Referring expression data:
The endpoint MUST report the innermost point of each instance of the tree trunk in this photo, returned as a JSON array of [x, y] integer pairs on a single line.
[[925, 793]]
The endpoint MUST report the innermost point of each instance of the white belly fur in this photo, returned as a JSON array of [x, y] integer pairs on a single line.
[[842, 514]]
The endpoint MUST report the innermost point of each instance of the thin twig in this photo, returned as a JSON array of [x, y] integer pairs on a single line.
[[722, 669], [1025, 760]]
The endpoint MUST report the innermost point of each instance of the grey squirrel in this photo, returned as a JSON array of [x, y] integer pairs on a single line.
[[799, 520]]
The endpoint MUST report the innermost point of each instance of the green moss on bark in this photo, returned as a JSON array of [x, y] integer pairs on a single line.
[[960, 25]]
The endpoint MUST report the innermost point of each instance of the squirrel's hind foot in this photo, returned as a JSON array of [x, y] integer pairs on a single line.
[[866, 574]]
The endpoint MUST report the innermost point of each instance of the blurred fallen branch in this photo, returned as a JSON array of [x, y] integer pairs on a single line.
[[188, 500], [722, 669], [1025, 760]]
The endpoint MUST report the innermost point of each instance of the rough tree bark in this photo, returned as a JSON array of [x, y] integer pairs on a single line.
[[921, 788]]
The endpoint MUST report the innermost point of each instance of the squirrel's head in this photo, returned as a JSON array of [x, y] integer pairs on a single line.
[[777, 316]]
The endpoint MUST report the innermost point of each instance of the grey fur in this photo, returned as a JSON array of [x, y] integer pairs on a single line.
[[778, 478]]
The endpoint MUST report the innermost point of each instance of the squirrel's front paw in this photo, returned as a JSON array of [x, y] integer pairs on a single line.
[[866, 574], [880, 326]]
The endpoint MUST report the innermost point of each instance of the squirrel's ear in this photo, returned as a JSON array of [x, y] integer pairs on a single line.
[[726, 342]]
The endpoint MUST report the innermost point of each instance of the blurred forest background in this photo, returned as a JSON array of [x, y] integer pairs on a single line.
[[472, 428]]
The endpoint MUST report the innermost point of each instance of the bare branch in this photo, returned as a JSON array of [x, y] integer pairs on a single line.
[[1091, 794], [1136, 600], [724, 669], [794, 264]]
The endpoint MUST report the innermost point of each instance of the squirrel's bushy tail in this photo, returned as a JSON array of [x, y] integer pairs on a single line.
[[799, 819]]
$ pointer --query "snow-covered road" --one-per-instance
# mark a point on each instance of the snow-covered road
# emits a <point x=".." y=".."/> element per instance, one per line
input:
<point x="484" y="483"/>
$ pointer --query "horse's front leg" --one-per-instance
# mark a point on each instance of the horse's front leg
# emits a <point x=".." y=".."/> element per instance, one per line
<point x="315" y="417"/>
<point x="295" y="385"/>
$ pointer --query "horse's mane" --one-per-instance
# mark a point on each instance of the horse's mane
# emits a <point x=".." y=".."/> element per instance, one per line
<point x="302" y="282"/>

Work item: Every line of the records that includes the word "query" should be gathered.

Written reply:
$ pointer --query "snow-covered road" --one-per-instance
$ pointer --query "horse's front leg" --one-per-instance
$ pointer --query "horse's mane" --one-per-instance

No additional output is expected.